## Start Page text

To produce this, Parsons found that at least 31 percent of the 558 factories represented by the Garment Manufacturers Association of Cambodia (GMAC) are guilty of illegally burning forest wood—an estimate he said is most certainly far below the true total. Parsons’ findings showed at least 592 tons of forest wood burned by the Cambodian garment industry on a daily basis to produce steam for production purposes, or some 205,130 tons each year.
This practice only adds to Cambodia’s rampant deforestation rates, some of the world’s highest in recent decades. The country lost roughly 24 percent of tree cover between 2001 and 2018, an area equivalent to the size of Israel, eroding wildlife habitats and resulting in once-ubiquitous animals like the Indochinese tiger becoming functionally extinct within its borders.
What’s more, according to Parsons, some 15 percent of factories admitted to burning their own garment waste for fuel, something he said emits “the blackest, thickest smoke you can imagine.”
“There’s a lot of plastic and acrylic in this stuff and it goes up in flames like a kind of fire lighter,” he explained. “I’ve stood around these things as they’re burning with a PM10 meter to measure the atmosphere of the pollution, and it’s literally off the scale.”
The practice contributes to mounting environmental degradation and pollution in Cambodia, encroaching upon the daily lives of nearby residents.
“It’s a massive problem, it’s something that people in the local area are frequently complaining about,” Parsons said. “It’s hugely unhealthy and coats all of their homes and interiors. They have to leave the area when the factory is doing that.”
Dennis Arnold, a geographical political economist at the University of Amsterdam, was not surprised by the findings. He said they demonstrate that the “deleterious consequences of global trade continue to be offshore to poorer countries.”
“These countries are not only stuck at the bottom of the global division of labor in terms of economic development, but they are also suffering the worst forms of environmental degradation,” he said.
When asked by VICE World News about the accusations, Kaing Monika, GMAC deputy secretary general, said that while some isolated incidents of forest wood or garment burning may occur, it didn’t happen at any meaningful scale among its members.
“When people see the wood, they assume it comes from the forest, or from a protected area, which is not the case,” he said, adding that these were likely unproductive rubber trees being burned. “Wood from a protected area is mainly high value wood, it would not be used for burning just to produce just steam.”
But for those close to the industry in Cambodia, there is little to dispute in Parsons’ findings. For one insider, who works on environmental issues for a Western brand but requested not to be named due to the issue’s sensitivity, the “challenges of improving transparency around biomass has been known for a while.”
“The issue is that only a few brands have environmental teams in Cambodia,” they told VICE World News.
But scrutiny over supply chains isn’t currently happening among the vast majority of Western brands sourcing from Cambodian factories, with Parsons claiming that they are choosing to exercise “wilful ignorance.”
In an extensive list of 40 fashion brands—compiled as part of Parsons’ research, but unpublished and provided to VICE World News—virtually all those operating in the country were implicated in the problem to greater or lesser degrees. Drawing from the most recent public information available on the Open Apparel Registry, the rankings consider the number of factories used by a brand in which garment and forest wood burning is known to occur, while also accounting for the tonnage of wood known to be burned in those factories.

## End Page text
## Start Raw data

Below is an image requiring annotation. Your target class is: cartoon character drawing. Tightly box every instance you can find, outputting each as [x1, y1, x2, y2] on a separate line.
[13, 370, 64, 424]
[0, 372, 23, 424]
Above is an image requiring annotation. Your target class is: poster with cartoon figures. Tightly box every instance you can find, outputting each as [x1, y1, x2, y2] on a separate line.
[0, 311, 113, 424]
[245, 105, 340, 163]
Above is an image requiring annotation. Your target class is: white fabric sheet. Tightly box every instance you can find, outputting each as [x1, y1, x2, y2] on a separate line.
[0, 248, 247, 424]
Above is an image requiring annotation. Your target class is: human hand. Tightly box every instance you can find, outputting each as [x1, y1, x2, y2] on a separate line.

## End Raw data

→ **What is asked**:
1. In the text on Cambodian garment factories, rewrite the paragraph beginning "This practice only adds to Cambodia's rampant deforestation rates" as a short bulleted list that keeps its main facts.
2. Reproduce the part of the text on Cambodian garment factories starting at "To produce this, Parsons" and ending at "within its borders.".

→ **Answers per task**:
1.
- The burning adds to Cambodia's deforestation rates, which have been some of the world's highest in recent decades.
- From 2001 to 2018, Cambodia lost about 24 percent of its tree cover, an area equal to the size of Israel.
- The loss has eroded wildlife habitats.
- Once-ubiquitous animals such as the Indochinese tiger have become functionally extinct within Cambodia's borders.

2.
To produce this, Parsons found that at least 31 percent of the 558 factories represented by the Garment Manufacturers Association of Cambodia (GMAC) are guilty of illegally burning forest wood—an estimate he said is most certainly far below the true total. Parsons’ findings showed at least 592 tons of forest wood burned by the Cambodian garment industry on a daily basis to produce steam for production purposes, or some 205,130 tons each year.
This practice only adds to Cambodia’s rampant deforestation rates, some of the world’s highest in recent decades. The country lost roughly 24 percent of tree cover between 2001 and 2018, an area equivalent to the size of Israel, eroding wildlife habitats and resulting in once-ubiquitous animals like the Indochinese tiger becoming functionally extinct within its borders.